Provided text >>
-=-=-=-=-

We were a bit shocked, however, by the 25% of people whose answer included time-release naltrexone (injection or implant). Going back to question one, the core of what defines TSM is “targeted” extinction. Time-release forms of naltrexone are incapable of specifically targeting the reward response from alcohol because the medication is intended to be released and at a near constant level 24/7. That means that neither the injection nor the implant can be used with the Sinclair Method. (Note: We’re not saying that these forms of naltrexone are 100% ineffective because they do help some people. What we are saying is that they are never used as a part of TSM.)
3) TSM can be used to achieve:
Answer (93% correct): Both abstinence and harm reduction.
Some people use TSM to reduce alcohol consumption, some people use TSM to quit drinking alcohol entirely. Both choices are equally valid success measures.
4) The prescription medications used with TSM are pure:
Answer (83% correct): Opioid antagonists
It’s easy to get confused when talking about agonists and antagonists.
An agonist acts as a mimic, or substitute, on the receptors. Opioid agonists are often referred to as “replacement” therapy and include medications such as suboxone, which is a controlled and highly regulated drug.

-=-=-=-=-

Problems to work on >>
**A.** Answer each question from the text on the Sinclair Method:
(i) What share of people gave an answer that included time-release naltrexone?
(ii) What can TSM be used to achieve?
(iii) Which medication is named as an opioid agonist?
**B.** Does each statement agree with the text on the Sinclair Method? Answer yes or no and quote the words that decide it.
(i) The injection and implant forms of naltrexone can be used with the Sinclair Method.
(ii) Cutting back on alcohol and quitting entirely are treated as equally valid measures of success.
(iii) 93% of people correctly answered the question about the prescription medications used with TSM.

Image-backed grounding data
-=-=-=-=-

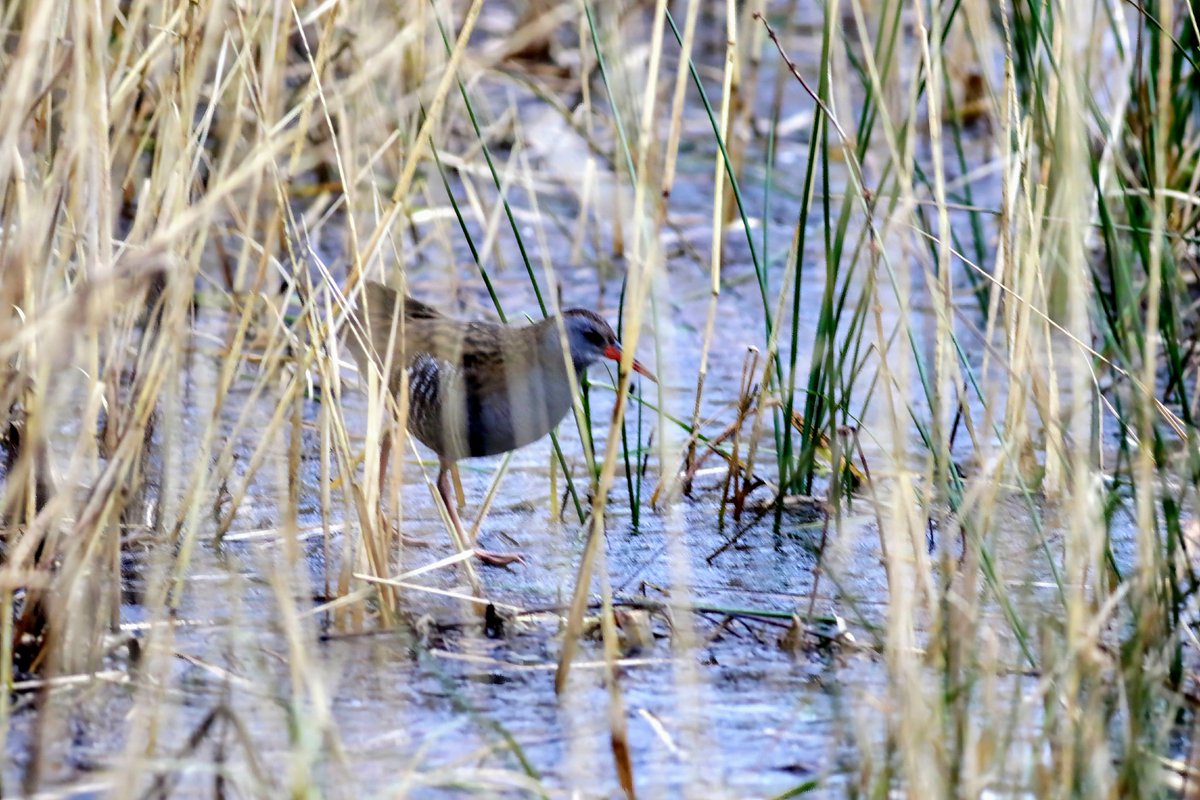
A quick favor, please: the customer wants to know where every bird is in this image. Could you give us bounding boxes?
[347,281,658,565]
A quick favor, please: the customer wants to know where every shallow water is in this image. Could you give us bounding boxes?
[5,6,1171,798]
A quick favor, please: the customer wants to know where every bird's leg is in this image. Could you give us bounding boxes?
[438,459,524,566]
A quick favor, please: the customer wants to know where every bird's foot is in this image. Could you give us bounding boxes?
[475,547,524,566]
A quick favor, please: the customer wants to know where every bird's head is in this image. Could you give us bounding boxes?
[563,308,658,383]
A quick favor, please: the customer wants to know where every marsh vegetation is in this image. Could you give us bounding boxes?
[0,0,1200,798]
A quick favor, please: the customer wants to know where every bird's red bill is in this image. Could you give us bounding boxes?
[604,344,659,383]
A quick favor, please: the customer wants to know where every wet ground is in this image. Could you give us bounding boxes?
[6,6,1161,798]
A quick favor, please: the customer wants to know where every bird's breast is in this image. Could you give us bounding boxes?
[408,354,571,459]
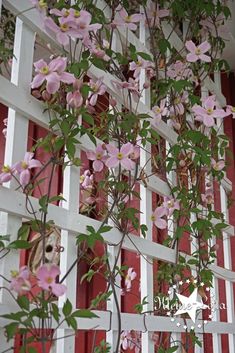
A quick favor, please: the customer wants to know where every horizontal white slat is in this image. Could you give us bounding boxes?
[0,305,235,334]
[4,0,177,143]
[0,75,232,196]
[0,186,235,282]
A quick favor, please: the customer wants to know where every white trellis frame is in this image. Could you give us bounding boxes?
[0,0,235,353]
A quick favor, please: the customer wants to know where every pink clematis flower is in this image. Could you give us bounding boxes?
[80,169,94,190]
[120,330,132,351]
[0,165,14,185]
[185,40,211,63]
[13,152,42,187]
[200,14,229,39]
[82,36,110,61]
[76,10,102,39]
[192,96,228,127]
[10,266,31,295]
[152,99,168,125]
[170,92,188,116]
[226,105,235,119]
[88,77,106,106]
[31,56,75,94]
[30,0,47,15]
[129,145,140,160]
[125,267,137,292]
[44,17,80,46]
[163,196,180,217]
[66,80,83,109]
[112,7,143,31]
[151,206,167,229]
[167,60,193,81]
[145,1,170,27]
[105,142,135,170]
[2,118,8,137]
[112,77,141,102]
[37,264,66,297]
[129,57,153,79]
[211,158,225,172]
[201,188,214,205]
[86,144,107,172]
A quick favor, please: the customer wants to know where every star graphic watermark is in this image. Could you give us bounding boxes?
[174,288,208,323]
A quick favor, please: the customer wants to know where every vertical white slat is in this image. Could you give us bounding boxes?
[166,141,181,353]
[0,18,35,348]
[214,72,235,353]
[140,11,154,353]
[202,87,222,353]
[56,160,80,353]
[106,32,122,350]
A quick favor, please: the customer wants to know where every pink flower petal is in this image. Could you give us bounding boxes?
[93,161,104,172]
[185,40,197,53]
[105,156,119,168]
[20,169,30,187]
[198,41,211,53]
[51,283,67,297]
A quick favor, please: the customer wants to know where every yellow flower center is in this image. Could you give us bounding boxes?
[60,23,69,32]
[2,165,11,173]
[207,108,213,115]
[174,98,180,104]
[117,152,123,160]
[11,271,19,278]
[80,175,85,183]
[167,200,174,208]
[46,277,53,284]
[155,107,161,114]
[40,66,49,75]
[38,0,47,9]
[64,10,70,17]
[21,161,28,169]
[74,10,81,17]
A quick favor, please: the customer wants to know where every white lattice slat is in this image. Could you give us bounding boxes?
[139,13,155,353]
[0,19,34,349]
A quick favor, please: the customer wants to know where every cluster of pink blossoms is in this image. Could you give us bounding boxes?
[10,264,66,297]
[185,40,211,63]
[151,197,180,229]
[192,96,230,127]
[87,142,140,172]
[0,152,42,187]
[44,8,102,46]
[120,330,141,353]
[31,56,75,94]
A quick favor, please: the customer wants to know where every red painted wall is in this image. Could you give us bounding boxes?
[0,69,235,353]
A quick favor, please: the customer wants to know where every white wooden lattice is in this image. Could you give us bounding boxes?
[0,0,235,353]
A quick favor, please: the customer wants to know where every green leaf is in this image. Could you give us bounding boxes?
[99,225,113,233]
[71,309,99,319]
[62,299,73,317]
[7,240,32,249]
[137,52,153,61]
[51,303,60,322]
[66,316,78,331]
[17,295,30,311]
[166,346,179,353]
[28,347,38,353]
[82,113,95,126]
[18,224,30,240]
[5,322,19,341]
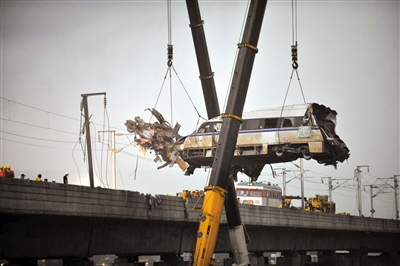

-=-=-=-=-

Answers by item >>
**A.**
(i) 25%
(ii) Both abstinence and harm reduction
(iii) Suboxone

**B.**
(i) No: "neither the injection nor the implant can be used with the Sinclair Method."
(ii) Yes: "Both choices are equally valid success measures."
(iii) No: "Answer (83% correct): Opioid antagonists"